## PROMPT
Begin the copy at the line containing "Target: white cloud" and end it at the final line of the material below, reproducing each line exactly, without images.

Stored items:
◆ ◆ ◆ ◆
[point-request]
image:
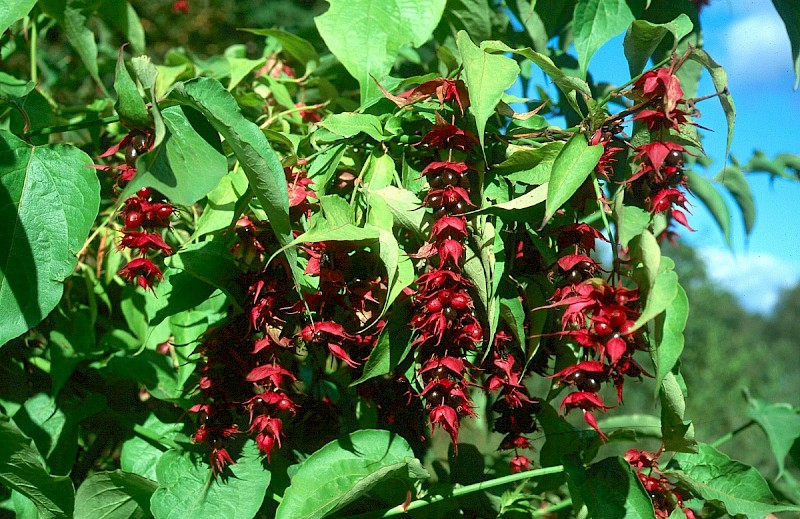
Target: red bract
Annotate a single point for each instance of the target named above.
(660, 84)
(144, 242)
(144, 271)
(272, 372)
(587, 402)
(520, 464)
(446, 417)
(445, 90)
(444, 135)
(180, 7)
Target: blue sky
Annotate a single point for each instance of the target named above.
(748, 38)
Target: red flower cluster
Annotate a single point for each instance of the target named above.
(665, 496)
(659, 175)
(140, 212)
(599, 318)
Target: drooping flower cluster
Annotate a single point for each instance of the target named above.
(658, 178)
(443, 312)
(598, 317)
(142, 215)
(666, 497)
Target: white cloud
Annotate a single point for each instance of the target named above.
(757, 48)
(755, 278)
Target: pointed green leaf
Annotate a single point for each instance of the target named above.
(344, 470)
(48, 202)
(392, 347)
(734, 181)
(257, 158)
(720, 79)
(140, 456)
(22, 469)
(351, 124)
(789, 11)
(375, 32)
(571, 168)
(670, 336)
(677, 432)
(293, 45)
(609, 489)
(189, 162)
(13, 10)
(130, 105)
(781, 424)
(595, 22)
(644, 37)
(660, 295)
(487, 76)
(114, 495)
(188, 490)
(736, 487)
(713, 200)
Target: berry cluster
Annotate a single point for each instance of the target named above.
(659, 177)
(142, 215)
(666, 497)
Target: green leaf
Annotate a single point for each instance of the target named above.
(375, 32)
(21, 468)
(472, 16)
(350, 124)
(221, 209)
(54, 429)
(344, 470)
(713, 200)
(532, 198)
(644, 37)
(733, 179)
(781, 424)
(74, 22)
(13, 10)
(189, 162)
(678, 433)
(720, 79)
(609, 488)
(130, 106)
(257, 158)
(123, 16)
(661, 295)
(511, 310)
(48, 202)
(595, 22)
(736, 487)
(392, 347)
(140, 456)
(191, 276)
(295, 46)
(147, 74)
(406, 209)
(790, 13)
(530, 166)
(670, 335)
(114, 495)
(188, 490)
(574, 163)
(487, 76)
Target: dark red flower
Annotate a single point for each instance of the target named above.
(144, 271)
(520, 464)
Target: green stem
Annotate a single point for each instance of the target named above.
(552, 508)
(633, 80)
(34, 38)
(73, 126)
(462, 491)
(729, 436)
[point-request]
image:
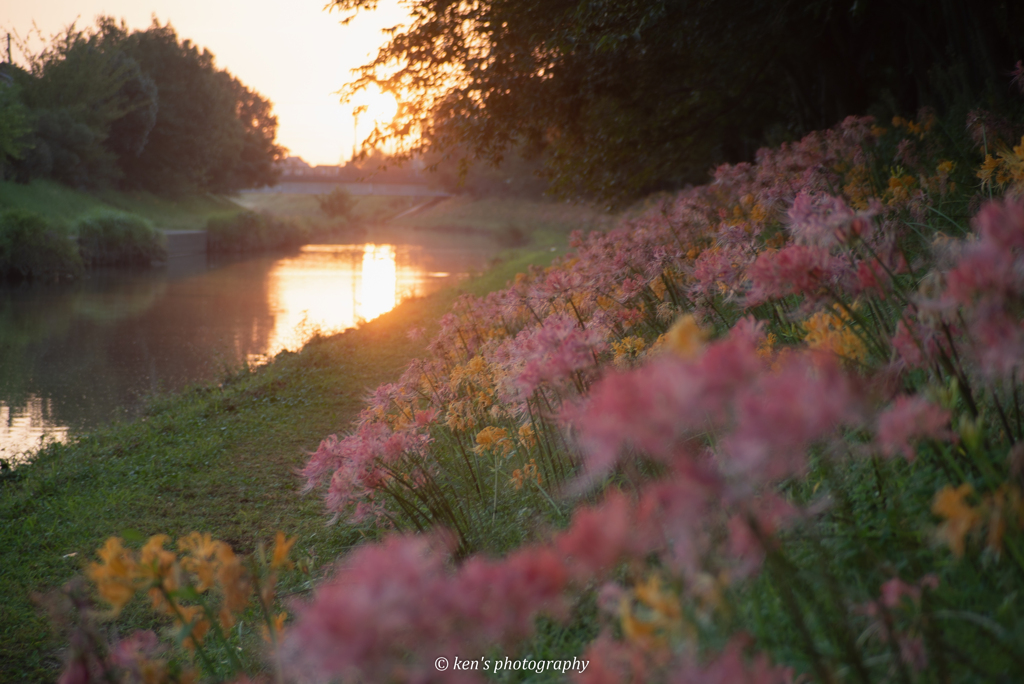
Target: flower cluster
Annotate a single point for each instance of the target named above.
(793, 376)
(185, 588)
◆ ◆ ◆ ◆
## RESPONSE BELOW
Target: white cloud
Annotate a single point for each instance of the target named above.
(757, 48)
(755, 278)
Target: pointed green leaf
Annotate a single point for each instance of the target named above.
(344, 470)
(48, 202)
(392, 347)
(734, 181)
(257, 158)
(720, 79)
(140, 456)
(22, 469)
(351, 124)
(789, 11)
(375, 32)
(571, 168)
(670, 336)
(677, 432)
(293, 45)
(609, 489)
(189, 162)
(13, 10)
(130, 105)
(781, 424)
(595, 22)
(644, 37)
(660, 295)
(487, 76)
(114, 495)
(188, 490)
(736, 487)
(713, 200)
Target: berry cluster
Annotate a single point for each instance of the target named above.
(659, 177)
(142, 215)
(666, 497)
Target: green leaf
Annotate a single point for each instance of the target named above.
(375, 32)
(21, 468)
(472, 16)
(350, 124)
(221, 209)
(54, 429)
(344, 470)
(713, 200)
(532, 198)
(644, 37)
(733, 179)
(781, 424)
(74, 22)
(13, 10)
(189, 162)
(678, 433)
(720, 79)
(609, 488)
(130, 106)
(257, 158)
(123, 16)
(661, 295)
(511, 310)
(48, 202)
(595, 22)
(736, 487)
(392, 347)
(140, 456)
(191, 276)
(295, 46)
(147, 74)
(406, 209)
(790, 13)
(530, 166)
(670, 335)
(114, 495)
(188, 490)
(574, 163)
(487, 76)
Target: dark red flower
Annotate a single point for each instance of the target named above.
(144, 271)
(520, 464)
Target: green stem
Annotate a single point for each instance of the target named above.
(552, 508)
(633, 80)
(34, 38)
(73, 126)
(462, 491)
(729, 436)
[point-request]
image:
Target: flower cluster
Annotate a single point for each instance of the target named above.
(793, 376)
(185, 588)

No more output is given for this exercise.